**** Exercise inputs ****

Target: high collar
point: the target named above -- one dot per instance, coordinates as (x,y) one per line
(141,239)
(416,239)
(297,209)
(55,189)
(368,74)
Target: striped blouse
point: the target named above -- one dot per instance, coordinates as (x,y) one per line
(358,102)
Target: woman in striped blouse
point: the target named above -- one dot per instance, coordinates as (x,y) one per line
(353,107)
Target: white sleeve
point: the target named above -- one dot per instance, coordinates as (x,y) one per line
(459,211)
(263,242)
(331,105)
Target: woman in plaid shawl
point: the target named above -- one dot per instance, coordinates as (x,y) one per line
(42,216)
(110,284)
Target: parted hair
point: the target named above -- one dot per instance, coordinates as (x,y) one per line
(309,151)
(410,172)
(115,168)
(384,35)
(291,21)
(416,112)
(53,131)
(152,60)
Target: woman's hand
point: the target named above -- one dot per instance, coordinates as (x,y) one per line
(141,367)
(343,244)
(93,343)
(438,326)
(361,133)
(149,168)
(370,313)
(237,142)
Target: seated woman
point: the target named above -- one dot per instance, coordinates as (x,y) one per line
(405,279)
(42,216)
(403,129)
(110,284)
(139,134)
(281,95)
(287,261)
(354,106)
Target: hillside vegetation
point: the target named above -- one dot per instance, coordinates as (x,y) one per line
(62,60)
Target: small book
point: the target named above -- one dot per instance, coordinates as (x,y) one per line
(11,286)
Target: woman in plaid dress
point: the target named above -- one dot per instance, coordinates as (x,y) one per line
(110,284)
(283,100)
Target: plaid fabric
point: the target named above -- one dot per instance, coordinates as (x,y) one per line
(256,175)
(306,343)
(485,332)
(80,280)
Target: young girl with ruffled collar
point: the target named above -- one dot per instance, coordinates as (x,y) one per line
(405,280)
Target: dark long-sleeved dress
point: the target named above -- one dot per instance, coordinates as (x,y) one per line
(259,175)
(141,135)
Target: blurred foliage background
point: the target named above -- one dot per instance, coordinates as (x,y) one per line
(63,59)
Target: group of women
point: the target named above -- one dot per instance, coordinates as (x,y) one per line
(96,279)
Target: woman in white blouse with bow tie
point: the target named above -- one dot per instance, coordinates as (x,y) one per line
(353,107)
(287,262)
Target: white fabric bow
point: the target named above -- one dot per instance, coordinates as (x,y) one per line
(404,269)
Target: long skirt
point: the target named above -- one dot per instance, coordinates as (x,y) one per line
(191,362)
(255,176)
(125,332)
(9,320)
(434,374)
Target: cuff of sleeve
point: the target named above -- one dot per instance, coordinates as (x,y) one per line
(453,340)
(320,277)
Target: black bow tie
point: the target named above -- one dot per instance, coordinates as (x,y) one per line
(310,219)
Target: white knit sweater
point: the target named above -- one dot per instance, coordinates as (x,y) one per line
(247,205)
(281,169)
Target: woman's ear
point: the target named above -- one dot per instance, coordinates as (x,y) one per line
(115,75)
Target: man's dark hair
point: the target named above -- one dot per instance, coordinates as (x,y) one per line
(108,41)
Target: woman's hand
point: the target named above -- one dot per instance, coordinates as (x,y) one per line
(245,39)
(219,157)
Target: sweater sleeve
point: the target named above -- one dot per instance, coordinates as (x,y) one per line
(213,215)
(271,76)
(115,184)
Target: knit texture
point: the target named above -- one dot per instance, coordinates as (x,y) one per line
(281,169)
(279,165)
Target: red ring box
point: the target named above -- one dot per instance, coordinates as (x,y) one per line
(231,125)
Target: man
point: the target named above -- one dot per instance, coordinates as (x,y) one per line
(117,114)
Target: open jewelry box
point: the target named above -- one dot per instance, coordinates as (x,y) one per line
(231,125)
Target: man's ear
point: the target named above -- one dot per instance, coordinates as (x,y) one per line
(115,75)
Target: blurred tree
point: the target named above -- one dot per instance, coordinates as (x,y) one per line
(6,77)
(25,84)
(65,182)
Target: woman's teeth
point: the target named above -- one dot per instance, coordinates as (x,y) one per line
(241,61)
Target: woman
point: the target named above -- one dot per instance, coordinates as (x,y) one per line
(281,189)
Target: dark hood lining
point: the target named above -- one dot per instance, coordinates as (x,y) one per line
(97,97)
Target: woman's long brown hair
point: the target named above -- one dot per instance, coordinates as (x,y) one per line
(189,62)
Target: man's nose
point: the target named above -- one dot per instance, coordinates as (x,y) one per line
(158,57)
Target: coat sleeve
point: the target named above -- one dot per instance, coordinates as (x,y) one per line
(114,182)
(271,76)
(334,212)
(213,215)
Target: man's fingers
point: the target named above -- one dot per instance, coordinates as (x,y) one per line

****

Objective
Return precisely the lines of the records, starting with the line that holds "Target: sweater sleeve" and ending with the last one.

Exercise answer
Target: sweater sleeve
point: the target named above -- one dot per instance, coordinates as (x,y) one per line
(213,215)
(271,76)
(115,184)
Target: knit texture
point: the target named above -- one dot per instance, coordinates as (x,y) one per line
(281,169)
(279,165)
Target: red ring box
point: the target named above -- one dot per instance, coordinates as (x,y) one per line
(231,125)
Target: man
point: the target named above -- one dot per instance, coordinates as (x,y) one per line
(117,114)
Target: open jewelry box
point: the target named above -- one dot per instance, coordinates as (x,y) one per line
(231,125)
Target: man's ear
point: the target named above -- one dot per instance, coordinates as (x,y) one per line
(115,75)
Target: blurred tree
point: the target named above -- one dot per instance, coordinates as (x,y) one per line
(6,77)
(25,84)
(65,182)
Target: woman's teeth
point: the target named above -- one dot per instance, coordinates as (x,y) one per line
(241,61)
Target: woman
point: the target named above -- one dot per instance, coordinates as (x,y) one per line
(281,189)
Target: dark hood lining
point: the target named above -- one dot per instance, coordinates as (x,y) one per line
(97,97)
Target: woman's long brown hair
point: the target named above -- one dot per instance, coordinates as (x,y) one per line
(189,62)
Target: man's nose
point: the target named above -- one dot per instance, coordinates as (x,y) one per line
(158,57)
Target: coat sleeve
point: the target named above -- one dot per instance, coordinates as (x,y) one per line
(114,182)
(271,76)
(334,212)
(213,215)
Target: man's fingers
point: the target named above -- one dot per instance, coordinates as (x,y) one per line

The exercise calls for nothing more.